* _TASK DESCRIPTION_
Every entry should be returned exactly. Omit none of them.

Stored data

..............................

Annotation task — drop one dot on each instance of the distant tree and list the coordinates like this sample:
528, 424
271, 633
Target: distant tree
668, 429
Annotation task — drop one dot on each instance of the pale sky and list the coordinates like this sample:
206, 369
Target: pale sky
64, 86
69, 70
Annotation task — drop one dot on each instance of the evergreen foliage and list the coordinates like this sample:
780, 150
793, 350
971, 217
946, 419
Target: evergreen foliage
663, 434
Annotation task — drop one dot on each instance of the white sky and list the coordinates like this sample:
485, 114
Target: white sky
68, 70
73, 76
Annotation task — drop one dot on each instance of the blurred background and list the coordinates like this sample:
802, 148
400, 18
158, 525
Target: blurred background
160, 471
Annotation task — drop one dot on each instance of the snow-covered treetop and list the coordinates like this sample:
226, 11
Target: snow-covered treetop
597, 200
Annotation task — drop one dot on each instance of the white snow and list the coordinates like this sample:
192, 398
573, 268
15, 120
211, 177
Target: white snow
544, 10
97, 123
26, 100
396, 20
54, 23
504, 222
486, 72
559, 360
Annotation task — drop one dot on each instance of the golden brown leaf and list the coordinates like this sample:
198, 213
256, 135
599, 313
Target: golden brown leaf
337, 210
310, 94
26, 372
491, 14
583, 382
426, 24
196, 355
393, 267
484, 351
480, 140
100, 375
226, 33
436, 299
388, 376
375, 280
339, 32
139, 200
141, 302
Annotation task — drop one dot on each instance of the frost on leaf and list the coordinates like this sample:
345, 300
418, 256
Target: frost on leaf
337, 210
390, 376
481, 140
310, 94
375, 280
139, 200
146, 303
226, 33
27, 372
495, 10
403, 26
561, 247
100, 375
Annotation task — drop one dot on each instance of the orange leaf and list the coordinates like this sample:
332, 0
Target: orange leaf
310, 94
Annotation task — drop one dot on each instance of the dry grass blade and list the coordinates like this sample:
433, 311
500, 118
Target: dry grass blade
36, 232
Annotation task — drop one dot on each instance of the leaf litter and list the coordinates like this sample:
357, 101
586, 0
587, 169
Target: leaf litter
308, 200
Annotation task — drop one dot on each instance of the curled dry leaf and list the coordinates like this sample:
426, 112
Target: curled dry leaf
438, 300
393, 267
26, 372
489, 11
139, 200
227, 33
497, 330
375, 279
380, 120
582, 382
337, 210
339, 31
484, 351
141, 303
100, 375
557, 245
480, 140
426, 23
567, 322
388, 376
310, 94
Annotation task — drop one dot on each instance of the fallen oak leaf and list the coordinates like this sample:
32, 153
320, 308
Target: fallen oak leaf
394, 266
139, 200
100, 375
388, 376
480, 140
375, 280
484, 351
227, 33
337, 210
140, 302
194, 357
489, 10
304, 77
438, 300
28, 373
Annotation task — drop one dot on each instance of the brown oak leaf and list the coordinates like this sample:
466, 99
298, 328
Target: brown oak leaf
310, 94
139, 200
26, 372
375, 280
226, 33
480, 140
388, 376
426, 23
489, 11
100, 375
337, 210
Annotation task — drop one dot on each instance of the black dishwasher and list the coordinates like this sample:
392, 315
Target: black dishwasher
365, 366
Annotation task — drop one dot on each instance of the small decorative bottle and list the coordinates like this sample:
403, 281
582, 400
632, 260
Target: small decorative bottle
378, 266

..............................

* _RESPONSE BOX_
Annotation task — drop one dot on each instance of the distant tree and list the coordinates like this sample:
528, 424
271, 633
Target: distant tree
668, 429
Annotation task — drop one dot on each instance of the pale sky and list the coordinates like this sample:
206, 369
Target: pale sky
64, 86
69, 70
Annotation task — drop one dot on each instance of the evergreen foliage and list the coordinates like this sample:
780, 150
793, 350
971, 217
946, 419
Target: evergreen foliage
663, 434
Annotation task — drop one dot on each instance of the white sky and list the coordinates like this sample:
485, 114
Target: white sky
68, 70
73, 76
Annotation task — drop one dot on each instance of the blurred background and list the coordinates like this sample:
802, 148
400, 18
158, 525
Target: blurred background
160, 471
Annotation task — drop one dot on each instance of the snow-covered treetop and list the coordinates like this sample:
226, 11
Target: snow-covered treetop
597, 200
Annotation task — drop one dot on each instance of the white snow and list the coordinates like this sample:
192, 398
573, 268
15, 120
211, 177
Target: white snow
544, 10
97, 123
26, 100
396, 20
54, 23
504, 222
486, 72
559, 360
Annotation task — drop one dot on each instance of the golden brown leaf and list the coordinates like this sample:
198, 213
256, 135
599, 313
Target: golden brown leaf
337, 210
310, 94
26, 372
491, 14
583, 382
426, 24
196, 355
393, 267
484, 351
480, 140
100, 375
226, 33
436, 299
388, 376
375, 280
339, 32
139, 200
141, 302
Annotation task — drop one dot on each instance of the frost on leaf and list the coordinates like this sample:
345, 300
418, 256
Target: frost on leaf
337, 210
390, 376
481, 140
310, 94
375, 280
139, 200
146, 303
226, 33
27, 372
495, 10
403, 26
561, 247
100, 375
Annotation task — drop one dot on each instance of the orange leaf and list the coordinates like this sample:
332, 0
Target: orange leaf
310, 94
Annotation task — drop one dot on each instance of the dry grass blade and list the coordinates like this sample:
433, 311
500, 118
Target: dry grass blade
36, 232
Annotation task — drop one dot on each instance of the leaf litter and list the coordinates like this sample:
357, 101
586, 0
587, 169
Target: leaf litter
308, 200
Annotation task — drop one dot on each instance of the curled dry leaf and list the coordinates like this sample:
426, 112
Target: curled dry leaf
438, 300
393, 267
26, 372
489, 11
139, 200
227, 33
497, 330
375, 279
380, 120
582, 382
337, 210
339, 31
484, 351
141, 303
100, 375
557, 245
480, 140
426, 23
567, 322
388, 376
310, 94
Annotation task — drop one dot on each instance of the fallen oak leaf and list the coordinates like this sample:
32, 153
320, 308
Target: fallen oak leaf
394, 266
139, 200
100, 375
388, 376
480, 140
375, 280
484, 351
227, 33
337, 210
140, 302
194, 357
489, 10
304, 77
438, 300
28, 373
Annotation task — drop one dot on each instance of the brown oak leaf and list the coordinates like this sample:
466, 99
298, 328
Target: brown oak leaf
310, 94
139, 200
26, 372
375, 280
226, 33
480, 140
388, 376
426, 23
489, 11
100, 375
337, 210
Annotation task — drop one dot on each instance of the black dishwasher and list the coordinates like this sample:
392, 315
Target: black dishwasher
365, 366
Annotation task — drop one dot on each instance of the small decorative bottle and list the coordinates like this sample:
403, 281
582, 400
632, 260
Target: small decorative bottle
378, 266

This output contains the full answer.